═══ Supplied entries ═══
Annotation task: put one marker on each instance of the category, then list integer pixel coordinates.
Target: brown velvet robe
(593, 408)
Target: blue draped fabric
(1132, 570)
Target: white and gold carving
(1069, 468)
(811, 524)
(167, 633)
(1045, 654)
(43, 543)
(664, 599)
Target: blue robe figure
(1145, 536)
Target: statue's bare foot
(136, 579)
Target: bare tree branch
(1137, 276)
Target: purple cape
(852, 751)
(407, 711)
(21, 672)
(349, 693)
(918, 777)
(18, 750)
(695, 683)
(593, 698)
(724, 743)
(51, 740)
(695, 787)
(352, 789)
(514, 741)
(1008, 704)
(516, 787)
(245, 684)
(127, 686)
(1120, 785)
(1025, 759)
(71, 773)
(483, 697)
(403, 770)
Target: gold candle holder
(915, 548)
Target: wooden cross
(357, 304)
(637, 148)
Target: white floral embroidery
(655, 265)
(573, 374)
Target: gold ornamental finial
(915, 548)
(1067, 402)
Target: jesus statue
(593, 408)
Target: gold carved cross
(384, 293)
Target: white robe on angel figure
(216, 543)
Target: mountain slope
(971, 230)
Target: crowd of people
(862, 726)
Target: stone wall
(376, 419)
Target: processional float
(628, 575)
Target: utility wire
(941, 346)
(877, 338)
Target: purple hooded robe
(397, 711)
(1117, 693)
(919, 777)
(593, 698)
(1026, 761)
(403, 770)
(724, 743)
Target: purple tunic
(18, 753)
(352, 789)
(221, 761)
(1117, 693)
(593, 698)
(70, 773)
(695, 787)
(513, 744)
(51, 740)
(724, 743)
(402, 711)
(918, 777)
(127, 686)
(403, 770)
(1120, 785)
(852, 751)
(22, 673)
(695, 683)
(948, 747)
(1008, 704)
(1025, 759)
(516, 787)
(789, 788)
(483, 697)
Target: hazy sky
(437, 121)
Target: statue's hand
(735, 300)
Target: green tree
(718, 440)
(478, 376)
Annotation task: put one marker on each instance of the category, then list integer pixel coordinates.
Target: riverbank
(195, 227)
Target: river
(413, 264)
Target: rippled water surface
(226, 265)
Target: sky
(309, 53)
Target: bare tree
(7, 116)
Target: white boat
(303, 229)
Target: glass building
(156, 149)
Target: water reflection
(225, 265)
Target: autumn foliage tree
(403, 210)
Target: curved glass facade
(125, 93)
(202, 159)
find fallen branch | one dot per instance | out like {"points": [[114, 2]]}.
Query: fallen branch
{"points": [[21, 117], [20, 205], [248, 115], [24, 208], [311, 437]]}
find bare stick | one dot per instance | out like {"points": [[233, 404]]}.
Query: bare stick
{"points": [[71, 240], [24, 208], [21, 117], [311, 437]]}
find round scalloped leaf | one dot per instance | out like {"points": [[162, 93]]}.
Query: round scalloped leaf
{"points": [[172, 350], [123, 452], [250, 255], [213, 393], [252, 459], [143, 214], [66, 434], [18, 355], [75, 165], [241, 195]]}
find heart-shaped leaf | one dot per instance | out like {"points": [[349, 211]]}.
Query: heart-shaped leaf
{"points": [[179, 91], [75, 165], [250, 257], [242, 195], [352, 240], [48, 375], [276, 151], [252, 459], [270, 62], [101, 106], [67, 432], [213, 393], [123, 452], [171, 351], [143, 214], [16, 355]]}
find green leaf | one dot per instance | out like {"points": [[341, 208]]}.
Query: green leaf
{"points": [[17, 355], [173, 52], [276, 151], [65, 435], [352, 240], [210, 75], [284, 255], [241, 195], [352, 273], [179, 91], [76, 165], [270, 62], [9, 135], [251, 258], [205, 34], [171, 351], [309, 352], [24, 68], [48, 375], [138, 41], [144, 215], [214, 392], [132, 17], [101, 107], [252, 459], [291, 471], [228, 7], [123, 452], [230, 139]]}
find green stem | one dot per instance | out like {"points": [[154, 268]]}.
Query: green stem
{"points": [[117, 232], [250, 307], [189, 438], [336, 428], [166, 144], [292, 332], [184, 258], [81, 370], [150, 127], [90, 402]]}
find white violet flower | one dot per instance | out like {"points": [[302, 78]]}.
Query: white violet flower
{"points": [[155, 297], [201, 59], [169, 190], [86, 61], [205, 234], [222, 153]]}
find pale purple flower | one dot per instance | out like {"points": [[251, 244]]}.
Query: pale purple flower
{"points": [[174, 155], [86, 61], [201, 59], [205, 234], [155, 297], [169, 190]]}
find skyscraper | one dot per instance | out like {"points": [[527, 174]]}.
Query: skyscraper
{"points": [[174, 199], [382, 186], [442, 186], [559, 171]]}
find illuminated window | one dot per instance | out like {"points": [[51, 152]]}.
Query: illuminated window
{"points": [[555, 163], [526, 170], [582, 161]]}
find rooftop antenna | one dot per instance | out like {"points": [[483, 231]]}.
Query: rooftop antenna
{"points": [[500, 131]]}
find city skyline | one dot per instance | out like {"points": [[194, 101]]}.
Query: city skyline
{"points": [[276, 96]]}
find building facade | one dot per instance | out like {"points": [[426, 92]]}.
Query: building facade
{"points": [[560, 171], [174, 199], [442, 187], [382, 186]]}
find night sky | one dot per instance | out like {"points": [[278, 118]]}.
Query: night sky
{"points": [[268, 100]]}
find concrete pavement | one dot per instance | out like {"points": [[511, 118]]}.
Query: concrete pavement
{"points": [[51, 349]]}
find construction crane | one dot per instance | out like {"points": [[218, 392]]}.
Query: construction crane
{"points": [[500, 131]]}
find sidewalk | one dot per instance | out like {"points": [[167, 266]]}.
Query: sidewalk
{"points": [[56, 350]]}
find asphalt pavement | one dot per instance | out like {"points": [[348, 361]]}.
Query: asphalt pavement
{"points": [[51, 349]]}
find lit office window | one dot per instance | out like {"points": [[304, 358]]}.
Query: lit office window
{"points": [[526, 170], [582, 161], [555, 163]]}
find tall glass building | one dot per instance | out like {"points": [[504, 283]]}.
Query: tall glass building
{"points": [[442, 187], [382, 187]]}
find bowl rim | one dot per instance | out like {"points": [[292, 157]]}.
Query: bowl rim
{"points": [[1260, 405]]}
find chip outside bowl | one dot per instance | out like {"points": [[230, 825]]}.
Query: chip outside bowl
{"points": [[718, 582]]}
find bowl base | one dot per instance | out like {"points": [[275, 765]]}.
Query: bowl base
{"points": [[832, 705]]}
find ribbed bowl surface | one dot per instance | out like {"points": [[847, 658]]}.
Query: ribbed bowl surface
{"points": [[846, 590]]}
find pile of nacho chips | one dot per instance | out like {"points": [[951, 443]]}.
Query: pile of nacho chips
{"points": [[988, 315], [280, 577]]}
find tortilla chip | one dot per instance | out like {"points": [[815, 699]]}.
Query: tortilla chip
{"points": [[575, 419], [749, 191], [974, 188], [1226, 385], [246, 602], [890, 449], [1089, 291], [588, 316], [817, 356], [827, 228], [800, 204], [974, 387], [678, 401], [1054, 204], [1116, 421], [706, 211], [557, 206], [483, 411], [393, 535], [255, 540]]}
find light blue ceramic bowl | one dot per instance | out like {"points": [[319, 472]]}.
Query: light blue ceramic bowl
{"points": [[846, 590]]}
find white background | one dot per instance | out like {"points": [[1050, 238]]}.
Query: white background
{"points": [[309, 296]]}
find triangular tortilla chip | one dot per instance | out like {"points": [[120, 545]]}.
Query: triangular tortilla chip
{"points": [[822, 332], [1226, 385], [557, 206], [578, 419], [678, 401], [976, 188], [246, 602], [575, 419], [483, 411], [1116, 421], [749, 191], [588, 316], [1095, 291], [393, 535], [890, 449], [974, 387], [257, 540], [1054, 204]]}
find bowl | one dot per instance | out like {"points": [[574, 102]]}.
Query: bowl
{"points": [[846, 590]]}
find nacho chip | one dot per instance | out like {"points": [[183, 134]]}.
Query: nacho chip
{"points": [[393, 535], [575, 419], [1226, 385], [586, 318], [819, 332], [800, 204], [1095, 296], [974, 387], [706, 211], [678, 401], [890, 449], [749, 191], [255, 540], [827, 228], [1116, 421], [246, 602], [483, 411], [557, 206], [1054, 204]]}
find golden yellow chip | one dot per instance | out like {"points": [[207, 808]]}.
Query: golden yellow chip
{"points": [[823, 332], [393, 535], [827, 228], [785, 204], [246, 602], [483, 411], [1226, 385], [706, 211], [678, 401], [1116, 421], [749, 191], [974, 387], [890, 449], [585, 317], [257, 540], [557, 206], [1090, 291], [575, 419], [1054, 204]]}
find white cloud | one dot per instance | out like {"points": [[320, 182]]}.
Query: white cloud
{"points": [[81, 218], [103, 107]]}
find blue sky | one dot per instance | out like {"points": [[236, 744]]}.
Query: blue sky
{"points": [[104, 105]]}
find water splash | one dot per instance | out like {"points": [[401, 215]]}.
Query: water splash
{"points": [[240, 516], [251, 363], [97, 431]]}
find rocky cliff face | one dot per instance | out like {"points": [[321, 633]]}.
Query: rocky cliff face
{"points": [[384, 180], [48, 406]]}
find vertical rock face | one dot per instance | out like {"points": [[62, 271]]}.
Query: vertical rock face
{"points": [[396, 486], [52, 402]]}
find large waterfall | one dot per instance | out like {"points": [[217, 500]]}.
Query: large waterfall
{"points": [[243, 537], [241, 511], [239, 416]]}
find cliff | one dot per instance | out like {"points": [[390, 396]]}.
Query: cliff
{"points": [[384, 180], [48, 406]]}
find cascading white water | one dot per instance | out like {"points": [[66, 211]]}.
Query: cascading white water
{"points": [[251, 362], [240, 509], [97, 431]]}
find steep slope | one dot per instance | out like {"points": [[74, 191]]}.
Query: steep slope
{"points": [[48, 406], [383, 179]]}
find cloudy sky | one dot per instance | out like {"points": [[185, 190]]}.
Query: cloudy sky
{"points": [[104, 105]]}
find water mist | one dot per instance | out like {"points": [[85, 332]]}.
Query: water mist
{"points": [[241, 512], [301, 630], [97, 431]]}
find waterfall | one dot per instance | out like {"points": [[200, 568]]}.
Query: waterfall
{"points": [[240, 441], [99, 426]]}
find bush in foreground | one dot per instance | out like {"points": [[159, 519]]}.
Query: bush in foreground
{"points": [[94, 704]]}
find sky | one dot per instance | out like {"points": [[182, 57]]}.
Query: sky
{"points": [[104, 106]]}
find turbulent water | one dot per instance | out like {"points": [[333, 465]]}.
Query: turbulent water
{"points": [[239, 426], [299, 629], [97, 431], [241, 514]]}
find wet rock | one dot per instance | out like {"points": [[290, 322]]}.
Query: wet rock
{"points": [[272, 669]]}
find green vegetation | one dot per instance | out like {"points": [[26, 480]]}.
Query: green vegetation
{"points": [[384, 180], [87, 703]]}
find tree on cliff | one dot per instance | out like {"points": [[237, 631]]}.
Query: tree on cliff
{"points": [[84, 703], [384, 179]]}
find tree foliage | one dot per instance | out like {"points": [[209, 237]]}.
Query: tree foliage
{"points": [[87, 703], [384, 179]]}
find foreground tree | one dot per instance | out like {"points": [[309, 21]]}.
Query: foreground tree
═══
- Activity -
Of all the entries above, output exactly the lines between the one holding "find ribbed bowl" and the one holding "find nacho chip", inclusive.

- Finished exercise -
find ribbed bowl surface | one dot per instance | out like {"points": [[847, 658]]}.
Query: ribbed bowl surface
{"points": [[846, 590]]}
find pile of nacho chips | one dot per instance | out like {"points": [[951, 443]]}.
Query: pile of nacho chips
{"points": [[988, 315], [280, 577]]}
find tortilla chip | one dot per instance | out like {"points": [[815, 699]]}.
Query: tortilla chip
{"points": [[575, 419], [749, 191], [974, 188], [1226, 385], [246, 602], [890, 449], [1089, 291], [588, 316], [817, 356], [827, 228], [800, 204], [974, 387], [678, 401], [1054, 204], [1116, 421], [706, 211], [557, 206], [483, 411], [393, 535], [255, 540]]}
find light blue ceramic bowl | one dot per instance | out like {"points": [[319, 472]]}.
Query: light blue ceramic bowl
{"points": [[846, 590]]}
find white background | one dot per instance | out like {"points": [[1050, 238]]}.
Query: white background
{"points": [[309, 296]]}
find triangular tortilla chip | one dot per instance | out like {"points": [[120, 545]]}.
Query: triangular tortilla chip
{"points": [[822, 332], [1226, 385], [557, 206], [578, 419], [678, 401], [976, 188], [246, 602], [575, 419], [483, 411], [1116, 421], [749, 191], [588, 316], [1095, 291], [393, 535], [890, 449], [974, 387], [257, 540], [1054, 204]]}
find bowl | one dot per instance | out like {"points": [[574, 102]]}.
Query: bowl
{"points": [[846, 590]]}
find nacho chip | one dot per instance | out like {"points": [[183, 134]]}.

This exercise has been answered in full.